● **EXTRAIT DE PAGE**
Observant que la plupart des scénarios macro-économiques pour l’horizon 1999-2000 prévoyaient une amélioration globale de l’économie mondiale, un regain de croissance dans la zone euro et un « atterrissage en douceur » des États-Unis, M. Didier Migaud, rapporteur général, s’est interrogé sur les risques qui pèsent sur un tel scénario et sur les conséquences qu’aurait un éventuel éclatement de la bulle financière aux États-Unis. Il s’est également inquiété des répercussions sur les perspectives de croissance en France et des faibles performances économiques de l’Italie et de l’Allemagne. Il a demandé aux économistes s’ils jugent fondés les reproches formulés par plusieurs organismes, dont l’OCDE, sur la rigidité et la segmentation du marché du travail français et sur les risques que l’absence de réformes structurelles profondes ferait peser sur la croissance à long terme. Il s’est enfin interrogé sur les facteurs qui pourraient compromettre, à l’horizon 2000, la mécanique vertueuse de la confiance, de la consommation et du revenu observée pour les ménages depuis plusieurs trimestres, ainsi que sur la pérennité de l’actuel système de « policy mix ».

M. Philippe Bouyoux a rappelé que l’économie française enregistrait, dans les années 90, un rythme de croissance compris entre 1 et 1,5 %. Si l’on prend en considération les 25 dernières années, ce rythme s’élevait alors à environ 2,2 % l’an. Il a considéré que certains éléments pouvaient laisser penser que ce rythme pourrait atteindre à l’avenir 2,5 ou 3 %. Dès lors, l’hypothèse d’une croissance potentielle de 2,2 % est une hypothèse prudente. Il a insisté sur le fait qu’il fallait distinguer entre la croissance potentielle et la croissance possible : en effet, si l’économie française a connu une croissance inférieure à son potentiel pendant plusieurs années, elle a en quelque sorte accumulé un déficit de croissance autorisant un rattrapage et donc une croissance plus rapide, sans que les équilibres macro-économiques soient, de ce fait, menacés.

S’agissant de l’équilibre budgétaire, il a indiqué que le solde primaire serait presque nul en 1999 et qu’un excédent devrait apparaître en l’an 2000.

● **TÂCHE DONNÉE 1**
Extrayez de l'extrait de page le passage allant de « S’agissant de l’équilibre » à « apparaître en l’an 2000. ».
● **TÂCHE DONNÉE 2**
Pour chacune des affirmations suivantes, indiquez par oui ou par non si elle concorde avec l'extrait de page, et citez les mots qui le prouvent : (a) sur les 25 dernières années, le rythme de croissance de l'économie française était d'environ 2,2 % par an ; (b) le solde primaire devait être excédentaire dès 1999 ; (c) M. Didier Migaud s'est inquiété des faibles performances économiques de l'Espagne.
Les enregistrements qui suivent forment un matériau distinct de l'extrait de page.

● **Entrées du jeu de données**
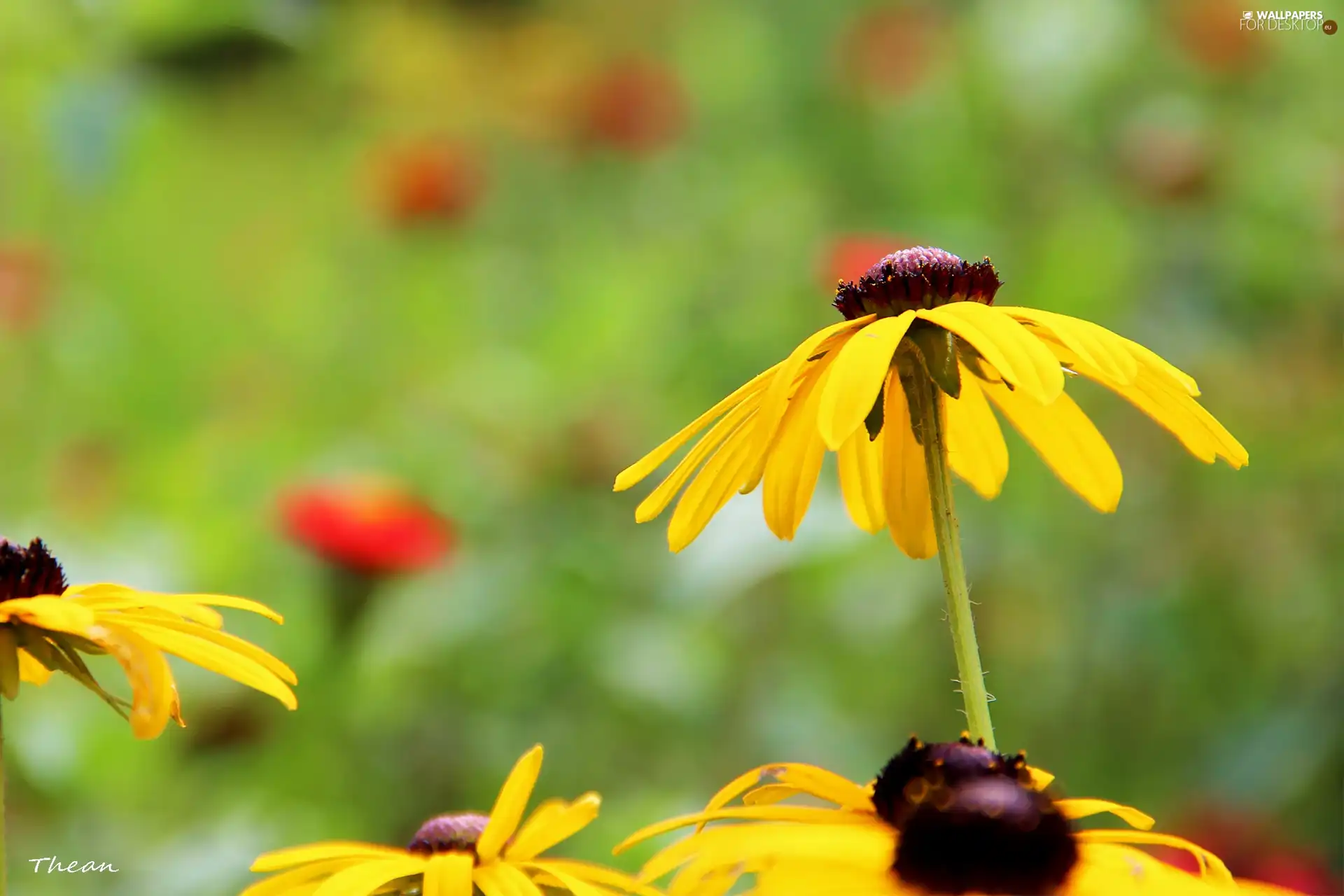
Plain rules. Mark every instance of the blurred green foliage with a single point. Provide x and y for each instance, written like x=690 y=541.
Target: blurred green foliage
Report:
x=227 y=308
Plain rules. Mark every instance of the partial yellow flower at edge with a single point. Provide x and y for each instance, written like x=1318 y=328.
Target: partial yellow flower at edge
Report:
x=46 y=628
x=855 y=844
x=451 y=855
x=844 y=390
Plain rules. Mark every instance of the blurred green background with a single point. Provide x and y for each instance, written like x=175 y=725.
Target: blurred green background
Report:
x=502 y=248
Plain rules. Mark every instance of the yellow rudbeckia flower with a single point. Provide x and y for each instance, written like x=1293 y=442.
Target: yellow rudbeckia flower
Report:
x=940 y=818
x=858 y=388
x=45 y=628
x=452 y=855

* * *

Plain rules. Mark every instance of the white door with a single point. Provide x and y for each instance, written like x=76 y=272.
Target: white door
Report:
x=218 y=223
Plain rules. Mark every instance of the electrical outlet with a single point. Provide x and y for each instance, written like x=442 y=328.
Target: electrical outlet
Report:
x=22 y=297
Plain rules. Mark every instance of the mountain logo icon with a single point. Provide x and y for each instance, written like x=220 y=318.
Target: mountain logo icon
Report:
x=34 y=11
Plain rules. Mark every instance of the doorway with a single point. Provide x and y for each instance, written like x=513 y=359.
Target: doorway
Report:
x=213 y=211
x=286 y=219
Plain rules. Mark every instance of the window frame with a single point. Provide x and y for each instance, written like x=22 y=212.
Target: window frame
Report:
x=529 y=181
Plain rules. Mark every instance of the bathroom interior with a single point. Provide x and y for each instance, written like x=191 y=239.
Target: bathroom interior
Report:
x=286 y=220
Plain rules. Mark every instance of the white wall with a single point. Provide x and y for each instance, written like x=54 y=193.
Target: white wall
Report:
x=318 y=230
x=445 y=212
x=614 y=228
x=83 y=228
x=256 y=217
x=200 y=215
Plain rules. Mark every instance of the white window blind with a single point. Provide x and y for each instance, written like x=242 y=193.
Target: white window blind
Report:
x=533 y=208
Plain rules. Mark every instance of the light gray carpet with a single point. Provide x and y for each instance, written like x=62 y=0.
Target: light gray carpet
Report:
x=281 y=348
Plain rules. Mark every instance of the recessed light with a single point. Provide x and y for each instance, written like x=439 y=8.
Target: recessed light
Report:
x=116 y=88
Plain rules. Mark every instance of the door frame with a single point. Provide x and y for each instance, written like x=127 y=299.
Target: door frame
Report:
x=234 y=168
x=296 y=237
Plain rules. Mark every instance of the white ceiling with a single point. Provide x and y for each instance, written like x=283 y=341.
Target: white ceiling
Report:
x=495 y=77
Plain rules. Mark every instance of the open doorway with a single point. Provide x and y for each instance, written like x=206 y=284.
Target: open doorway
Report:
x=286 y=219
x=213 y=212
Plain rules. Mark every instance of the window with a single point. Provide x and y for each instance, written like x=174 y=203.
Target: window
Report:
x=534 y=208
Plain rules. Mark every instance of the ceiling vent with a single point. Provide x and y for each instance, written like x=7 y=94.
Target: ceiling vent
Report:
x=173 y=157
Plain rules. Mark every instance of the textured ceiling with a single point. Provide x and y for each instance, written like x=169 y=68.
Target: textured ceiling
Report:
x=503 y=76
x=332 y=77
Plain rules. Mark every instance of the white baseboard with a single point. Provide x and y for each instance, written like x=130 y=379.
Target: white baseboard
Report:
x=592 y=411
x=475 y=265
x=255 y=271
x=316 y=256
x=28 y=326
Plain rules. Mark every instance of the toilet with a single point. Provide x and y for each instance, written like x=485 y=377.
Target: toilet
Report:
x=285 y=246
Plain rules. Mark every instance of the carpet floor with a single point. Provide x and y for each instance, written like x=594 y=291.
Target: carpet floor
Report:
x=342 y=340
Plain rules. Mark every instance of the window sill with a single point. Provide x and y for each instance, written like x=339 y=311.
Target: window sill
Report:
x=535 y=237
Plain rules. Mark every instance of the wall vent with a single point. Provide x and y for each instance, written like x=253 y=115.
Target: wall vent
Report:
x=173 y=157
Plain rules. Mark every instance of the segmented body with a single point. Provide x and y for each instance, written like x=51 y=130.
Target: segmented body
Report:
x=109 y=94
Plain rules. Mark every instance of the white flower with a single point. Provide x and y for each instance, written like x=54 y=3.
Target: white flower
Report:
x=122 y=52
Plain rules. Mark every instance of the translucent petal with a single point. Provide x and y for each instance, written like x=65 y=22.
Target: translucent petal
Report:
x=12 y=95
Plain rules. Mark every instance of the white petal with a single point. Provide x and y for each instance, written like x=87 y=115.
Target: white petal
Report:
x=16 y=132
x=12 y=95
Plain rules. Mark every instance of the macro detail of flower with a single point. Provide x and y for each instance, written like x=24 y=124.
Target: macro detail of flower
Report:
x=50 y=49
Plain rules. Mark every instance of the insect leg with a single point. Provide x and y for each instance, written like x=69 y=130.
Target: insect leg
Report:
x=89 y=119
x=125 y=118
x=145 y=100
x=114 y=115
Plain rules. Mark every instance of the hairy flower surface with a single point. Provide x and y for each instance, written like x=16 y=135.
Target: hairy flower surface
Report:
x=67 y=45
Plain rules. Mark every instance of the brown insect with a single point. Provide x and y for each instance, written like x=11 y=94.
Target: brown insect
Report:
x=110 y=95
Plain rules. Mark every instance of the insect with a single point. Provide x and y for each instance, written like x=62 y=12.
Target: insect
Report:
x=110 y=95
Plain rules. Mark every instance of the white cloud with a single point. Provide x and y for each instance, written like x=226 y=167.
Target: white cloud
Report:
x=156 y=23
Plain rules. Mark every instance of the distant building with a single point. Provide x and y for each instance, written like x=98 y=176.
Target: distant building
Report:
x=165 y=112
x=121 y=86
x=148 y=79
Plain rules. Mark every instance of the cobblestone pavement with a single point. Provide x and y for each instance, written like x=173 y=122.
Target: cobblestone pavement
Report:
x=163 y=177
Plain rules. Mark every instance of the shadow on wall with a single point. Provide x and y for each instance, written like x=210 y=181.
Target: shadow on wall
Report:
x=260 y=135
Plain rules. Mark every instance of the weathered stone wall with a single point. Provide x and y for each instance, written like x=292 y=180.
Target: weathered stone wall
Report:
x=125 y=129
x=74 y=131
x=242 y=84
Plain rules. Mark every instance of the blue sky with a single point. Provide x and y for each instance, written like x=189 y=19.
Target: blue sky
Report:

* * *

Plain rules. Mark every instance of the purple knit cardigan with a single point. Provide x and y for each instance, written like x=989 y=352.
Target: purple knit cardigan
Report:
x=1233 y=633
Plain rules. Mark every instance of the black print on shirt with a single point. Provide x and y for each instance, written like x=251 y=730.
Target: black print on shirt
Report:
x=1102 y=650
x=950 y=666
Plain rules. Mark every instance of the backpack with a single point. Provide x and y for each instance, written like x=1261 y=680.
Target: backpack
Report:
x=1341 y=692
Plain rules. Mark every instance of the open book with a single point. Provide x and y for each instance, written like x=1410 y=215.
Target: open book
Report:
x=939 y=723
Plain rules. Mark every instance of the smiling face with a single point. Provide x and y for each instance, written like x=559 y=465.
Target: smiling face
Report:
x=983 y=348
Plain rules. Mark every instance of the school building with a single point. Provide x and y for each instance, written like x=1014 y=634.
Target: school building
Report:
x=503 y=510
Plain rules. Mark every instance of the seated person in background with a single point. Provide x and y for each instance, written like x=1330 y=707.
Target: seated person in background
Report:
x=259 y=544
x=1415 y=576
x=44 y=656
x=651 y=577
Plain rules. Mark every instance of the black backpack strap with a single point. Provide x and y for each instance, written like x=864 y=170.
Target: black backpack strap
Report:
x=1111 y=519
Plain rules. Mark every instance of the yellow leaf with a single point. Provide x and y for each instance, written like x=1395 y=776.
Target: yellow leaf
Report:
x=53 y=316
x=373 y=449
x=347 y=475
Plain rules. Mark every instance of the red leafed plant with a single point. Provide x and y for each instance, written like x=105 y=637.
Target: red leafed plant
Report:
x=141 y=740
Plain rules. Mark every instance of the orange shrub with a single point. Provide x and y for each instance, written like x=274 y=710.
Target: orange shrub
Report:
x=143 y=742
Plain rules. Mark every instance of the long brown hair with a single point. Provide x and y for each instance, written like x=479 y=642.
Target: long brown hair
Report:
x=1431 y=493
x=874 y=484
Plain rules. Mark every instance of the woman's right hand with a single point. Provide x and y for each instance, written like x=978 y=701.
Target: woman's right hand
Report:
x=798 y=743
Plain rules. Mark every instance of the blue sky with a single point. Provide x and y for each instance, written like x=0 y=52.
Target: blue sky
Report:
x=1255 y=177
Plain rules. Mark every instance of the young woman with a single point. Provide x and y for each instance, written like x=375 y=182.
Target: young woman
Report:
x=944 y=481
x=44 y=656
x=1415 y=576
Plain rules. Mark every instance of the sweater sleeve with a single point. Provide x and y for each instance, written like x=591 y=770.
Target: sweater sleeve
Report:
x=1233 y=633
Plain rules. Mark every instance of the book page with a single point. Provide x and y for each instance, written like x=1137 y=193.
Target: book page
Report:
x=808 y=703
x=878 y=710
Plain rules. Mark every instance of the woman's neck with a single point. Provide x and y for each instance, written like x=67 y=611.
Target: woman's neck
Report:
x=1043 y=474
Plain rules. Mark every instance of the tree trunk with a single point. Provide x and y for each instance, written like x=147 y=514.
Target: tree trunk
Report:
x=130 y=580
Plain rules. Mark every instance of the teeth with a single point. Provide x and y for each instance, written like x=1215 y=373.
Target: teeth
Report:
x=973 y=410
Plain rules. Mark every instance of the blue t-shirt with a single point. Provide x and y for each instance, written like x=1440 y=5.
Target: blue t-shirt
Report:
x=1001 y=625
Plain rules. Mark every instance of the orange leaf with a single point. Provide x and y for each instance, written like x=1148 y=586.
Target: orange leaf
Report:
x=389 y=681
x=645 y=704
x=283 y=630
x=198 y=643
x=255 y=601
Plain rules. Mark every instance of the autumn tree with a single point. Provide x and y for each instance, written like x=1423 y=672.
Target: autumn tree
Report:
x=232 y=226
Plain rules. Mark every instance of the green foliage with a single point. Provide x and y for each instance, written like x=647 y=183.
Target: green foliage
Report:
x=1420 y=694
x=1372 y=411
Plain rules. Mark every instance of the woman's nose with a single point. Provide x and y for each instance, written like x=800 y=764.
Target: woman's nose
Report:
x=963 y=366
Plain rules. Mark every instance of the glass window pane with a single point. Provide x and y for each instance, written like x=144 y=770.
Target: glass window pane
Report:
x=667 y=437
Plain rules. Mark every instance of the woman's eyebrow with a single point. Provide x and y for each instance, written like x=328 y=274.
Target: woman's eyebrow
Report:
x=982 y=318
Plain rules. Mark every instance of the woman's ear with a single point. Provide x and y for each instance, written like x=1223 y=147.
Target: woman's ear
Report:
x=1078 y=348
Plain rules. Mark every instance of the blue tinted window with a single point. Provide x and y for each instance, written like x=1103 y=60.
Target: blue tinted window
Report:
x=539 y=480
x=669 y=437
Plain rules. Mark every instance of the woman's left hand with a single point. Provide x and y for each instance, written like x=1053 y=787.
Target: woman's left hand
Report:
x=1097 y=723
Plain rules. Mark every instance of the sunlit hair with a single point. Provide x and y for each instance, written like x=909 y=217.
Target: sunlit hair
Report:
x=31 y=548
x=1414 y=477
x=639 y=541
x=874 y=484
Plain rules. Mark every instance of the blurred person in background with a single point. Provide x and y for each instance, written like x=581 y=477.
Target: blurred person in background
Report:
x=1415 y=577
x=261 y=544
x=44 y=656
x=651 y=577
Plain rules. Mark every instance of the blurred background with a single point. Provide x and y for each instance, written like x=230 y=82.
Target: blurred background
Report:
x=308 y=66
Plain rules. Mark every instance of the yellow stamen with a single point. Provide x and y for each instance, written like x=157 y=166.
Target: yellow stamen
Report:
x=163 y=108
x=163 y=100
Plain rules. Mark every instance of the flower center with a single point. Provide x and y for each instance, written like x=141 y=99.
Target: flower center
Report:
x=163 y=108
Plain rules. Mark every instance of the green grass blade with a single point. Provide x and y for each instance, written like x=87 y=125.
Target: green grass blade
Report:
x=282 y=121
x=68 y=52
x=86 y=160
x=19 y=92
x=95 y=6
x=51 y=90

● **RÉPONSE COMPLÈTE 1**
S’agissant de l’équilibre budgétaire, il a indiqué que le solde primaire serait presque nul en 1999 et qu’un excédent devrait apparaître en l’an 2000.

● **RÉPONSE COMPLÈTE 2**
(a) Oui : « ce rythme s’élevait alors à environ 2,2 % l’an ».
(b) Non : « le solde primaire serait presque nul en 1999 et qu’un excédent devrait apparaître en l’an 2000 ».
(c) Non : « des faibles performances économiques de l’Italie et de l’Allemagne ».